# Task details
Each line below that includes the word "person" is to be reported.

***** Supplied material

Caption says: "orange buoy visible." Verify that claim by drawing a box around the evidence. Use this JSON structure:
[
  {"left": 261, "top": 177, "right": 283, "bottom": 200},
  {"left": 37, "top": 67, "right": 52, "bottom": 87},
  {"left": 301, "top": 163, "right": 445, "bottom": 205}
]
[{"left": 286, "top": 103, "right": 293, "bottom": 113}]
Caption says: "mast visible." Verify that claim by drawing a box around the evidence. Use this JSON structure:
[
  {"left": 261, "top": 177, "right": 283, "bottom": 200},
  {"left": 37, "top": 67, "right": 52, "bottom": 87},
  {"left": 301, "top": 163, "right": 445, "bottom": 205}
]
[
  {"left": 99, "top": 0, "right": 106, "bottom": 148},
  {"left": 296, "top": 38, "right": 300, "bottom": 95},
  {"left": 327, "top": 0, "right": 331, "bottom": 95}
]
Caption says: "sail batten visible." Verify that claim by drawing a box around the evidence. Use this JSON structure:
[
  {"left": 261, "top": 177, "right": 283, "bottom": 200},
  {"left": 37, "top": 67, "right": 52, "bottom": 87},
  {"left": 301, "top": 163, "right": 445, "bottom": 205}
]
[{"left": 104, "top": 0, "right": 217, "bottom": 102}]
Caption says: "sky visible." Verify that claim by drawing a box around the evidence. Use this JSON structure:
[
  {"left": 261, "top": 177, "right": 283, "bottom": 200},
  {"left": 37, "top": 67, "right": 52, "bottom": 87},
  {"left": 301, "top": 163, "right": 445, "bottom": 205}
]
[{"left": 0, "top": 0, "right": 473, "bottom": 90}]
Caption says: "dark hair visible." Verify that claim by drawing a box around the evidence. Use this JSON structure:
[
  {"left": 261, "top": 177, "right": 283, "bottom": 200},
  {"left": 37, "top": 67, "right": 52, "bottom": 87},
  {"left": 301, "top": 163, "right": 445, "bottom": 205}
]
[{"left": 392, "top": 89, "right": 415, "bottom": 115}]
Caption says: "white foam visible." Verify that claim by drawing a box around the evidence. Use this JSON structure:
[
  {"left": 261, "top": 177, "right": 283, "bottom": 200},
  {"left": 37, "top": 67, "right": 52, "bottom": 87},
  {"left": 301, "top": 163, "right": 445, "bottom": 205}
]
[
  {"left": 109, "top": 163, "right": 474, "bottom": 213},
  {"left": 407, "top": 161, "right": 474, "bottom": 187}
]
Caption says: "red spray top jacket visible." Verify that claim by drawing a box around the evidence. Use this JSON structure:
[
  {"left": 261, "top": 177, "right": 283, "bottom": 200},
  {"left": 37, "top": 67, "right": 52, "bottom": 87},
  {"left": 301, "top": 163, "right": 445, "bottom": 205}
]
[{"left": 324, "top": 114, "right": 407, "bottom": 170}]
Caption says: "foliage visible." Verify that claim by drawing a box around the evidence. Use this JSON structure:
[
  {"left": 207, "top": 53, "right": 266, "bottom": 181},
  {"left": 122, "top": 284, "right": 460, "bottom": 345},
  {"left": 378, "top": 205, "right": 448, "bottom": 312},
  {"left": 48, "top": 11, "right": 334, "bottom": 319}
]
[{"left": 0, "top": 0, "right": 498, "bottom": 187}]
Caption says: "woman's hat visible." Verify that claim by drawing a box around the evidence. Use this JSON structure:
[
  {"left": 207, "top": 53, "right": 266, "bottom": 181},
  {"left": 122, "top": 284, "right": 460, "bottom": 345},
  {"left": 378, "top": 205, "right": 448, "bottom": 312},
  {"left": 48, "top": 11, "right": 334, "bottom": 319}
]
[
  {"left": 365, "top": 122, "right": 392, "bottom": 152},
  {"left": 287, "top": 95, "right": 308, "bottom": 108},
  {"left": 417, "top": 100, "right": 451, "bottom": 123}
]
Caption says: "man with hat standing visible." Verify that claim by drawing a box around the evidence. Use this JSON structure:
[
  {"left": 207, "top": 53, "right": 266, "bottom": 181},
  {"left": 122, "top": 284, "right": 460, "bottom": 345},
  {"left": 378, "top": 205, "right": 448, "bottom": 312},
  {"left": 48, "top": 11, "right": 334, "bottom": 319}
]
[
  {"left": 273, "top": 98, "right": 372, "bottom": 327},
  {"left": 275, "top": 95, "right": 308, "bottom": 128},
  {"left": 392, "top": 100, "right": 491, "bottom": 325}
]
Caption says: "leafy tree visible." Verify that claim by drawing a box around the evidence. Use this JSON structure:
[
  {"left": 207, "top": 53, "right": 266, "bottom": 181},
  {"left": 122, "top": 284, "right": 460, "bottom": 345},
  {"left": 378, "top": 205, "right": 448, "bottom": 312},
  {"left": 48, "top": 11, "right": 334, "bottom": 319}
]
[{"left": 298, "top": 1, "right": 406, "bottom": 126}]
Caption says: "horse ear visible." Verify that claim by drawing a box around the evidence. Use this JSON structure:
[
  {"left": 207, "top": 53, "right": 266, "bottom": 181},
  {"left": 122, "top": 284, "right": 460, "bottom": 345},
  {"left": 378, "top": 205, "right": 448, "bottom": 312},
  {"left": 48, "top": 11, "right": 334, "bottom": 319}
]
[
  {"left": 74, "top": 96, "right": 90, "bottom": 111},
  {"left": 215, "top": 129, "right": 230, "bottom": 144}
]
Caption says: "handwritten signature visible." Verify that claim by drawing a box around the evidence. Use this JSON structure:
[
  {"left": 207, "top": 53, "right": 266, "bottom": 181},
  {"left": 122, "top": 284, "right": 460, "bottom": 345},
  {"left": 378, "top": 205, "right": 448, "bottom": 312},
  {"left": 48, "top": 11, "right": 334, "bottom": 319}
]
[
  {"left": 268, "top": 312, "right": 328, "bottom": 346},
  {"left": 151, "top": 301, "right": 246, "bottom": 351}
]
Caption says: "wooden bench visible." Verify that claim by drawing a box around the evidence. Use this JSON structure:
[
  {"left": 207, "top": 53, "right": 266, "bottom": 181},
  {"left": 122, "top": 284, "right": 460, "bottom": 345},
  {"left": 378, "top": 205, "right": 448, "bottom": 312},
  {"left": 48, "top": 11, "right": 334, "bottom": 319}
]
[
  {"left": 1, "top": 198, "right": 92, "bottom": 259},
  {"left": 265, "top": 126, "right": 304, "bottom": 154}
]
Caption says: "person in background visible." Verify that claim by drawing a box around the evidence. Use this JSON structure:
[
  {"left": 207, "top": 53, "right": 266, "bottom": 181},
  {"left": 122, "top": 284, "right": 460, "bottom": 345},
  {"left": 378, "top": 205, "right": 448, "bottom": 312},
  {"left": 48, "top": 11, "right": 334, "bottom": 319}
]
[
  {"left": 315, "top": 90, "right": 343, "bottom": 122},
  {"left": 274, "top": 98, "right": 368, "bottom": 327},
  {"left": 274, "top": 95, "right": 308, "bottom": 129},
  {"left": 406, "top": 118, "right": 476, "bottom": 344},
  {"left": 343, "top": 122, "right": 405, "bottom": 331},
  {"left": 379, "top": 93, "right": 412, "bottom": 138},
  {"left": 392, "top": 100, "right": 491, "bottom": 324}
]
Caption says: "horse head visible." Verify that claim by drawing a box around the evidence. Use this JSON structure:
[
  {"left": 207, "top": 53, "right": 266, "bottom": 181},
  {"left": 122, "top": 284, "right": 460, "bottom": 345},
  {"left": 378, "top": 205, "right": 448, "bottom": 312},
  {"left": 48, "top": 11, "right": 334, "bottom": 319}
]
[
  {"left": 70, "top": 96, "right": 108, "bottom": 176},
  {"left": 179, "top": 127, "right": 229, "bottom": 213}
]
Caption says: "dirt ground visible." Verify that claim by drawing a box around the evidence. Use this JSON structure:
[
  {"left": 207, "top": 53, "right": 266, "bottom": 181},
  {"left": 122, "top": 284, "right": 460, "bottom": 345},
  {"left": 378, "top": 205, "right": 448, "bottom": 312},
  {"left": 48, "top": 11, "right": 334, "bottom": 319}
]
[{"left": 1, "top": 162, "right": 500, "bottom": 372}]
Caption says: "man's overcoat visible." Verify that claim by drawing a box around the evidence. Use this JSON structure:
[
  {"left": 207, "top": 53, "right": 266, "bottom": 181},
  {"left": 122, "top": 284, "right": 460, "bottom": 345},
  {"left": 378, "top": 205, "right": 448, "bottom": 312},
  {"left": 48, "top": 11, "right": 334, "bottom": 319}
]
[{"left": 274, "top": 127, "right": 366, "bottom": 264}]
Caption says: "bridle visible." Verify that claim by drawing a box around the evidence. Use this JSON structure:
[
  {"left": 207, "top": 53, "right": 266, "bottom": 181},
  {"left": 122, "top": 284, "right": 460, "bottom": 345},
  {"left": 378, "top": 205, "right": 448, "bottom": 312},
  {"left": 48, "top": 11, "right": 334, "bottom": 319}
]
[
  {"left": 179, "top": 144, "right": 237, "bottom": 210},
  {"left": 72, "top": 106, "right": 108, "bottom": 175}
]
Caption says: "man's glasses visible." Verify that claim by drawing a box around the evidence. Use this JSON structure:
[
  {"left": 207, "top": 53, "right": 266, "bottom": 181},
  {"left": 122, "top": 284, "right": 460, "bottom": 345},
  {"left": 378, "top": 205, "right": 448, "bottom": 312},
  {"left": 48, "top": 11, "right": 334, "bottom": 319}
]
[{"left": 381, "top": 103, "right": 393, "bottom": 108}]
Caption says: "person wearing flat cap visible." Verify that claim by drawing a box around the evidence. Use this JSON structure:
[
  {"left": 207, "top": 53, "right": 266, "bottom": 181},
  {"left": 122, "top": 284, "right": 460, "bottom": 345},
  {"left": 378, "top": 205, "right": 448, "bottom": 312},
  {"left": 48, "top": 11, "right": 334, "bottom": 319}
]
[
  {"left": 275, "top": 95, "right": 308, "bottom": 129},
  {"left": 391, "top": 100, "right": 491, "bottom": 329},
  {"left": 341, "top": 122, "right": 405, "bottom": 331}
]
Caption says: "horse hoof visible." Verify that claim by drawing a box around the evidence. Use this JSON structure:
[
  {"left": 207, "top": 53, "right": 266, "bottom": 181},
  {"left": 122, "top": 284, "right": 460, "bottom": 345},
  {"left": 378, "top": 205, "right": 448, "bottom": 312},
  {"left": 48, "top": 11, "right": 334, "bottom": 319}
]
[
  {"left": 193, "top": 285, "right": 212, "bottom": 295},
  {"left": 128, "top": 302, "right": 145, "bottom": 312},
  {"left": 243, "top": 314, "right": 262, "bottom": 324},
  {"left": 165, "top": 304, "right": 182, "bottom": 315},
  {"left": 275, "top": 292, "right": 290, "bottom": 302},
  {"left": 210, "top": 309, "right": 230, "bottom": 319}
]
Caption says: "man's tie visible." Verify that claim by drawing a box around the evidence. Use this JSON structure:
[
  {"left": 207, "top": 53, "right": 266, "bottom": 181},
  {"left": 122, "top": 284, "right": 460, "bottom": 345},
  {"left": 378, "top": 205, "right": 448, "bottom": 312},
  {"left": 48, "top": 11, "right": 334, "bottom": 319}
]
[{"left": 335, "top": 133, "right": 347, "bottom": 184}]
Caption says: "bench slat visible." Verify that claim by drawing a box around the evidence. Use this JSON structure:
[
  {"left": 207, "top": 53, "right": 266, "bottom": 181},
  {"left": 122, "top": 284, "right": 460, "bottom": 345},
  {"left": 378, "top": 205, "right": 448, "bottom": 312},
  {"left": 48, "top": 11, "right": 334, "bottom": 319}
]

**********

# Task output
Caption says: "person in background visible." Verify that claim by drawing a box around the evidence. Use this JSON structure:
Caption says: "person wearing flat cap visible." Verify that claim by drawing a box around the evidence. Use this JSON structure:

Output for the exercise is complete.